• _Directions_: Please repeat the records below exactly, from the first line through the line containing "115L528 120L534 117L542", and nothing more.

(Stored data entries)
▼▼▼

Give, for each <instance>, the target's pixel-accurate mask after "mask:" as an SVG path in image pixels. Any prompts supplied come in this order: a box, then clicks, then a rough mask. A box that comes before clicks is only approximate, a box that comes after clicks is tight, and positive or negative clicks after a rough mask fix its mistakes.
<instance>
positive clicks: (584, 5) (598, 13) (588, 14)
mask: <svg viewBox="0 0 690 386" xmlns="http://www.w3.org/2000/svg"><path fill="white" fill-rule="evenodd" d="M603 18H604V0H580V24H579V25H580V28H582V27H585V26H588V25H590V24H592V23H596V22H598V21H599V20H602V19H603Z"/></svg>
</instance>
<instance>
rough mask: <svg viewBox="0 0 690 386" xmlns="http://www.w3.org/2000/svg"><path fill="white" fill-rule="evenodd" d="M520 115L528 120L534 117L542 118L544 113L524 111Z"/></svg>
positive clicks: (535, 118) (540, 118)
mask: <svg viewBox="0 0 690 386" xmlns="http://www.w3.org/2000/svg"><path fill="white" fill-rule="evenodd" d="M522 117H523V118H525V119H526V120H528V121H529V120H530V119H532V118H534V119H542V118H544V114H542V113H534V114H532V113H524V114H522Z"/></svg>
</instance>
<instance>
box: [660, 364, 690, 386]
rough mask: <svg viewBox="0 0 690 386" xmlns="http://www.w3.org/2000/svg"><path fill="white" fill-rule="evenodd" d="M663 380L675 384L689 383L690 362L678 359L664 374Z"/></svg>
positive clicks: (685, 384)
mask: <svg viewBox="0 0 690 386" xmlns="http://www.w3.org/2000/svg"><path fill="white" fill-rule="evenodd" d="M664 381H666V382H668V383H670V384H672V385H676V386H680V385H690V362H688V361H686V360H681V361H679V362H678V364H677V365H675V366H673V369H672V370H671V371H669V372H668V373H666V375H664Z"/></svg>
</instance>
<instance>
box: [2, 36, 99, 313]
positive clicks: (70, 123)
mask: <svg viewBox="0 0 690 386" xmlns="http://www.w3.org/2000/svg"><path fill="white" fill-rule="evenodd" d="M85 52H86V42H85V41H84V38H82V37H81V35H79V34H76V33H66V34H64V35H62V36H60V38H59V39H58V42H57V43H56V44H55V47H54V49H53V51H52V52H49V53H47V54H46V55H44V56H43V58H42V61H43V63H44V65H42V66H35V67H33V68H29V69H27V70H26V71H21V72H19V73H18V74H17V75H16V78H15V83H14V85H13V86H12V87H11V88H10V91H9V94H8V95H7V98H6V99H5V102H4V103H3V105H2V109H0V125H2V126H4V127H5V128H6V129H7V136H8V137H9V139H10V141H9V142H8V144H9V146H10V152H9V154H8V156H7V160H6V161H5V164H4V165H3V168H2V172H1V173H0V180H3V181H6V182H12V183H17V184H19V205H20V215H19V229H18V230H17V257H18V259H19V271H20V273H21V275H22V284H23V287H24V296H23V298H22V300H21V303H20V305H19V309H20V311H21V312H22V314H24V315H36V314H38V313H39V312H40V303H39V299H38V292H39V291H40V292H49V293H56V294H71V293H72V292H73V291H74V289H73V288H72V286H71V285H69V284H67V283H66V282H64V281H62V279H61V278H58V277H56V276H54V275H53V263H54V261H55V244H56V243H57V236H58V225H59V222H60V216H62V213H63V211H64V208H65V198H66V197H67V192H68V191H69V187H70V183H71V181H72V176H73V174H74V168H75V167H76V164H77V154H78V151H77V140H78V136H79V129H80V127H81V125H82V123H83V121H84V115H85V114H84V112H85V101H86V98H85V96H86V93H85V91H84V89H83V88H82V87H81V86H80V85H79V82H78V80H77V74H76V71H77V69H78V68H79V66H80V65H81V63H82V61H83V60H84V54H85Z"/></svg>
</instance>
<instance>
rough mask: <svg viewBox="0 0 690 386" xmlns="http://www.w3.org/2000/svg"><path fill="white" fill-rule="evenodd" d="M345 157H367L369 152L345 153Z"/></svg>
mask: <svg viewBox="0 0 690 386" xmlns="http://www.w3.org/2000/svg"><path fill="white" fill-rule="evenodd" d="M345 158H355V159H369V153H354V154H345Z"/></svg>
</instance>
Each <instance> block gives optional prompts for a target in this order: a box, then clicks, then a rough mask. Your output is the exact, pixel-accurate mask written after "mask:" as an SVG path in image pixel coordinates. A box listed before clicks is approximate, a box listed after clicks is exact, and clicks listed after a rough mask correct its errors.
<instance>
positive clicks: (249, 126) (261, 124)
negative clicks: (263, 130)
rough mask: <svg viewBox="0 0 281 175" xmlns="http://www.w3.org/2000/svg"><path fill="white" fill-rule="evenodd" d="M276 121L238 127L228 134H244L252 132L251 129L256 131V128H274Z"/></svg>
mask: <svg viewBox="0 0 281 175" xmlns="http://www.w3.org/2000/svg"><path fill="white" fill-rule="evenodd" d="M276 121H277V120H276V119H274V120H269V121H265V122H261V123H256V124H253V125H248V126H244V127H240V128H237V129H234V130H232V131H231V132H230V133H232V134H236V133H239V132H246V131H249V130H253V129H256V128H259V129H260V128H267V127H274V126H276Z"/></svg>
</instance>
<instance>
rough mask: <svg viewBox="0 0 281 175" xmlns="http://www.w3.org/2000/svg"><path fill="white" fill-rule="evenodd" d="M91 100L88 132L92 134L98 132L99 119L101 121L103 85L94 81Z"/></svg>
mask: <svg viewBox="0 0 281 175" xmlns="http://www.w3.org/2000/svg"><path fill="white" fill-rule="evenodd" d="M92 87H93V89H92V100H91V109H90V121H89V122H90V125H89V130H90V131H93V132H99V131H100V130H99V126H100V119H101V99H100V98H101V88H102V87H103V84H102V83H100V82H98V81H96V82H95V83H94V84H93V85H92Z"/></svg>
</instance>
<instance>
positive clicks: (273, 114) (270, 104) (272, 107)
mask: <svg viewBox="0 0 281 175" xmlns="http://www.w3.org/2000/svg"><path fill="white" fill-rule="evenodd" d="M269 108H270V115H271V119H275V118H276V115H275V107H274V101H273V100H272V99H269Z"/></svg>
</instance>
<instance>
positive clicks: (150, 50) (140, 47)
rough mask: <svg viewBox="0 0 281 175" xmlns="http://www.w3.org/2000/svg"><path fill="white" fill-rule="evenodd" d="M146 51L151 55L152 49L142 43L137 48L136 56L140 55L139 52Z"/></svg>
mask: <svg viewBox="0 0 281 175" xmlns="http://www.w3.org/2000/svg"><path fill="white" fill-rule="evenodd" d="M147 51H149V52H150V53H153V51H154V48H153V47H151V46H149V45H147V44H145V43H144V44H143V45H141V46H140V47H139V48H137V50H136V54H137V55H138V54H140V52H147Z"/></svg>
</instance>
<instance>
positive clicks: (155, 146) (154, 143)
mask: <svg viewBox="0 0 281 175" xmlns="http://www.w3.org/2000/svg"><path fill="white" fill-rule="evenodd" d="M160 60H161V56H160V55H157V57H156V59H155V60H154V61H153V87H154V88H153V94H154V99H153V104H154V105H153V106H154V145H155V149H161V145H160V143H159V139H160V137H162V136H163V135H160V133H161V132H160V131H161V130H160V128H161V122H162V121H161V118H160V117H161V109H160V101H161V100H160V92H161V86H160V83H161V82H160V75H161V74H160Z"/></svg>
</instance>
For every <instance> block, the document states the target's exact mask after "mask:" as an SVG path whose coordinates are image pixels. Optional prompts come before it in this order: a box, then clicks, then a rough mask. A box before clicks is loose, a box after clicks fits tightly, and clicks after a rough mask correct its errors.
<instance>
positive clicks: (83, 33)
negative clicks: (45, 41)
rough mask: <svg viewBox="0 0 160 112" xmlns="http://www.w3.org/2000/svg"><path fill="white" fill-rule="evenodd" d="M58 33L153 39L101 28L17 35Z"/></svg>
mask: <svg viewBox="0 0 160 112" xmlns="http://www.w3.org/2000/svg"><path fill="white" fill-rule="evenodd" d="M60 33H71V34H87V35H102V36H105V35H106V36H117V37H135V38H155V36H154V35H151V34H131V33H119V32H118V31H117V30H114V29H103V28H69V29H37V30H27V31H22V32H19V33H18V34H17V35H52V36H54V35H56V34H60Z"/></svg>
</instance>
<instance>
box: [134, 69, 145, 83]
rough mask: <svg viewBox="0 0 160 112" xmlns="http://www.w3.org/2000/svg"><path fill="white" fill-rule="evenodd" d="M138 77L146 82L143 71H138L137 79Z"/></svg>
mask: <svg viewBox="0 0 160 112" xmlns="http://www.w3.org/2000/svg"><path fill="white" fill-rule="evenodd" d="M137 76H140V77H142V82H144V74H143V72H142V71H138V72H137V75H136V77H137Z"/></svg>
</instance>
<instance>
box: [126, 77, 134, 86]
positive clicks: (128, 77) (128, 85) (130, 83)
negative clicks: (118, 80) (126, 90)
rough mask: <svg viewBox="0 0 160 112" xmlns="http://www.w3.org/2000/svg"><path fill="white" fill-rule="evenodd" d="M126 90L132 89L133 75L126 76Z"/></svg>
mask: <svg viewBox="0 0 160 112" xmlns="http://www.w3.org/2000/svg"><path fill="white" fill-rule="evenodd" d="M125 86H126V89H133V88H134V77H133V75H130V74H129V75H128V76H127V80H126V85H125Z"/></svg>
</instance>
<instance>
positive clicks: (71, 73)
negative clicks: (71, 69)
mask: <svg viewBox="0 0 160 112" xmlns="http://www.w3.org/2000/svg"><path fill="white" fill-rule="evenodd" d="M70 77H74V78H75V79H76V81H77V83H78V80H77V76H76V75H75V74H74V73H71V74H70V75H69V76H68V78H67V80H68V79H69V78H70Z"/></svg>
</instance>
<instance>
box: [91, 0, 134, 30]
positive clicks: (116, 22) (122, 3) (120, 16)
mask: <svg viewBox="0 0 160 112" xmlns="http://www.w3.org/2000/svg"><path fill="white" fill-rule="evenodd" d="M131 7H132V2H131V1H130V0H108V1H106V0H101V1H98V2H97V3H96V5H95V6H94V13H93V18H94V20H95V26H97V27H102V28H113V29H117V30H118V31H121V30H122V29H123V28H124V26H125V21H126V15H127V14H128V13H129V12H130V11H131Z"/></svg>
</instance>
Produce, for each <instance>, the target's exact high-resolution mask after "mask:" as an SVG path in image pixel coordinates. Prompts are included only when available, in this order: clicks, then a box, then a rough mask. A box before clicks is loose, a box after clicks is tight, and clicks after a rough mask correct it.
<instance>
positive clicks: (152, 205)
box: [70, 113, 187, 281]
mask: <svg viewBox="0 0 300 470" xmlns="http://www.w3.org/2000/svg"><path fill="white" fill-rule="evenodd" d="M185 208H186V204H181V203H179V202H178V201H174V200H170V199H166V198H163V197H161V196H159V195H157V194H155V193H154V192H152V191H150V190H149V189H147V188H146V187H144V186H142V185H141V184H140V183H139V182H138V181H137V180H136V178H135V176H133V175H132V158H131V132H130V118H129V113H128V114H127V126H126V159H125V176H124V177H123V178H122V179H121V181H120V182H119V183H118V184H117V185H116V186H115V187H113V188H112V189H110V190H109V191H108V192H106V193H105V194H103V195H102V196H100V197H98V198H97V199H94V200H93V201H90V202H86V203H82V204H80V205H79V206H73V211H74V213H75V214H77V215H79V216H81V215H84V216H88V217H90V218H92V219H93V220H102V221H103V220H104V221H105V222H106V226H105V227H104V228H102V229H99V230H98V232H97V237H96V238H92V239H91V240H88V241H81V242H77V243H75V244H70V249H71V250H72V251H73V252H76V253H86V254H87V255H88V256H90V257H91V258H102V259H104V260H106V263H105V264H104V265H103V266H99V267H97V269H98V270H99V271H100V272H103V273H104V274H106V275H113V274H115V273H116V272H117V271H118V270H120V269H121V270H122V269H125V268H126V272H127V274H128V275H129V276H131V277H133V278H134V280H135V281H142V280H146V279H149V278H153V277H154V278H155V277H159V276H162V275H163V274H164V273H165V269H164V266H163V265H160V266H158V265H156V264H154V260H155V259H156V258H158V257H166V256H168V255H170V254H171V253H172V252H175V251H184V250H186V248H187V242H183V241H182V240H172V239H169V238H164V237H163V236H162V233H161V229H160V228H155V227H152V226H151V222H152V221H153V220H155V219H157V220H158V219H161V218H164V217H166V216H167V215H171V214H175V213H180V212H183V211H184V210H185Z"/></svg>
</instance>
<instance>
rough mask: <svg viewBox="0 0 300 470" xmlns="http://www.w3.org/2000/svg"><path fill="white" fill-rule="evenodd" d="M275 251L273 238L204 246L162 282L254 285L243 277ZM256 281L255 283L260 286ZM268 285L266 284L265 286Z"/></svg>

▲▲▲

• _Written reply_:
Give, for each <instance>, the target's pixel-accurate mask after "mask:" as an SVG path in image pixels. Any prompts supplied come in this order: a box, then clicks, then a rough mask. A box that comes before clicks is only approximate, a box that comes after clicks is tight, and positive or negative clicks after a rough mask fix its mistakes.
<instance>
positive clicks: (584, 5) (598, 13) (588, 14)
mask: <svg viewBox="0 0 690 386" xmlns="http://www.w3.org/2000/svg"><path fill="white" fill-rule="evenodd" d="M603 18H604V0H580V24H579V25H580V28H582V27H585V26H588V25H590V24H592V23H596V22H598V21H599V20H602V19H603Z"/></svg>
</instance>
<instance>
rough mask: <svg viewBox="0 0 690 386" xmlns="http://www.w3.org/2000/svg"><path fill="white" fill-rule="evenodd" d="M520 115L528 120L534 117L542 118L544 113L524 111Z"/></svg>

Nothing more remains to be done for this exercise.